- **TASK DETAILS**
Render the listing below as a two-column CSV with the headers instruction and points, one row per entry: the entry's text in the first column and its answer in the second, each in a single quoted field with any line breaks replaced by spaces. Cover the entire listing and omit the pictures from your answer.

- **SUPPLIED MATERIAL**
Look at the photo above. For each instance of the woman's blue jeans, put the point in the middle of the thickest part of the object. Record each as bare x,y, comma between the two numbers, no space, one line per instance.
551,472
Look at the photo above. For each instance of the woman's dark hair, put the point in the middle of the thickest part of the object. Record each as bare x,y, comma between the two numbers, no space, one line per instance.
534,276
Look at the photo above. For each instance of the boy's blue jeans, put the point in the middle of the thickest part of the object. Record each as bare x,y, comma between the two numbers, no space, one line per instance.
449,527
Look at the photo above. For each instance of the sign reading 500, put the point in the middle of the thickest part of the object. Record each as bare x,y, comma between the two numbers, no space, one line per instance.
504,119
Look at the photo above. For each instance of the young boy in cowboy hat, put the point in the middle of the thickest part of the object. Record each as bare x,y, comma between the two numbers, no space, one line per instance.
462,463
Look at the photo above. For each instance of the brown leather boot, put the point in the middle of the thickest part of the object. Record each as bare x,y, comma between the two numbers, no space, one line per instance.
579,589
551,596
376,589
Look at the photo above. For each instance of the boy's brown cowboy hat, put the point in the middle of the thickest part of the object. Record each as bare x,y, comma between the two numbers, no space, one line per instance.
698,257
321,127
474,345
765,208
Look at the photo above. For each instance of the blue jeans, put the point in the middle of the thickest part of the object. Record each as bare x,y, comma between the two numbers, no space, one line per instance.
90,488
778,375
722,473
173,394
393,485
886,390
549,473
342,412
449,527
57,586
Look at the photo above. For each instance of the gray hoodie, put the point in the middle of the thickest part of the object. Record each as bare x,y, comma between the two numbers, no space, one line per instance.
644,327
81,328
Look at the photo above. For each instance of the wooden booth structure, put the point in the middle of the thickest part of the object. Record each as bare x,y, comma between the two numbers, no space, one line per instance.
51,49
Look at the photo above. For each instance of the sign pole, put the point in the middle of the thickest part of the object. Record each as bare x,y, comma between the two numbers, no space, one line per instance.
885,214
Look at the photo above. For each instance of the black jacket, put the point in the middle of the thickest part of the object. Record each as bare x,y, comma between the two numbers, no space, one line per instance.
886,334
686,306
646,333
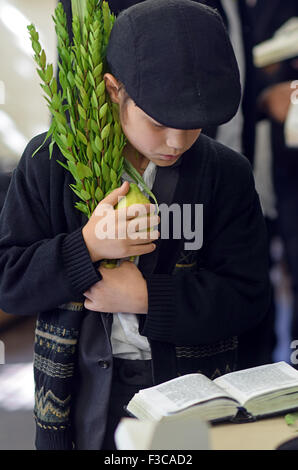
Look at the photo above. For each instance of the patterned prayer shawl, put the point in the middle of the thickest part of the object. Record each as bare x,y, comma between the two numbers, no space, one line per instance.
56,340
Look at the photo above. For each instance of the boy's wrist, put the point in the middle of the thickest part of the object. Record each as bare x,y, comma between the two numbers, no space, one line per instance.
86,237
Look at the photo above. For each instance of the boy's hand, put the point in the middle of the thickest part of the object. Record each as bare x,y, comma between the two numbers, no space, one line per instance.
102,238
122,289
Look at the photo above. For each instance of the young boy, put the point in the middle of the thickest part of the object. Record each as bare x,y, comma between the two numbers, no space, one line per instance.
102,334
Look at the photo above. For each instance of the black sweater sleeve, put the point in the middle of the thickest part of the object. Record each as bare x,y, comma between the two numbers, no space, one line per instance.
38,271
230,293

- **SOLUTION FOR THIS TASK**
instruction,points
"Look at the photo above. For each instance of the woman's blue jeans, put the point in the middle of the thickest part of the object. Record each as bare x,y, comma between the two numbers, no space, one line per instance.","551,472"
"Look at the photo above. For each instance of the woman's dark hair, put the point in the middle of the thickest part of the object. Record each as bare x,y, comma between the two numbers, no space, one line per instance.","534,276"
"Look at the photo above. For each instance of the boy's blue jeans, put the point in the middle of the thickest part of the object. Record each as bare x,y, comma between the two numbers, no space, one line per instance.","449,527"
"Look at the photo above. For each instance of the sign reading 500, put the point in the middle of the thickest part of the object. Record each as bare x,y, comma between the two numbers, no space, one line per instance.","504,119"
"Look at the photo above. For each instance of the young boy in cowboy hat, put the point in the middle of the thickest part of the object. Record each as bare x,y, comma between the two numbers, no space, one line per instance.","462,463"
"Look at the photo above. For each instance of the brown leather boot, put the point in the middle of the thickest part of the object. Record each as bare x,y, comma between the two numbers, no space, one line per instance.","579,589 551,596 376,589"
"Look at the photo above. For each instance of the boy's brown cowboy hat, put the point in the middle of the thickest part of the object. Record each as bare x,y, comma between the two numbers, no space, one line per instance.","698,257 321,127 474,345 765,208"
"Look at the photo above. For each instance of the blue jeans, put the point in the middle of the thickest part of the object. Record each as bare x,y, comma between the two numbers, no space, one line per instance.","90,488 778,375 722,473 173,394 393,485 886,390 549,473 342,412 449,527 57,586"
"Look at the photo above. For each instance of the gray hoodie, put the point in the middle of the thickest part of the object. Record each as bare x,y, comma between the two numbers, no space, one line per instance.","644,327 81,328"
"Look at the photo above. For each instance of the wooden booth structure, put the point in the middle of the thickest part of the object. Record each as bare x,y, comma between the two numbers, no space, one line per instance.","51,49"
"Look at the photo above. For each instance of the sign pole, put the point in the middle of the thickest part of the object. Record each as bare x,y, comma between the two numbers, no space, one line per instance.","885,214"
"Look at the photo above. For each instance of the black jacket, put the point in the middle of the thickest part of the object. Record each as bare x,y, comma between the two numbers, no space, one line per instance.","886,334 686,306 646,333"
"Look at the photo above. For each instance of the patterned prayer shawl, put the point in the middle of the thickest part of the object. Record each as bare x,y, comma between the two numbers, no space, one line per instance.","56,340"
"Look at the photo above. For each instance of the boy's wrist, put the point in the middle of the thickest part of the object. Record each as bare x,y, comma between the two numbers, no space, one line per instance.","86,237"
"Look at the photo above. For each instance of the boy's hand, put the point in the middle of the thickest part of the object. Record each as bare x,y, comma between the two numbers, no space, one line per instance.","102,238 122,289"
"Look at the photo above. For each instance of the young boy, put the point in the middle of the thickest part of the object. Record each as bare x,y, comma between the two numbers, no space, one line per instance.","102,334"
"Look at the photo above. For each instance of the black sweater sleeve, put the point in the middle of the thickest part of the object. Record each as bare x,y, comma between the two numbers, no space, one line per instance.","38,271 230,293"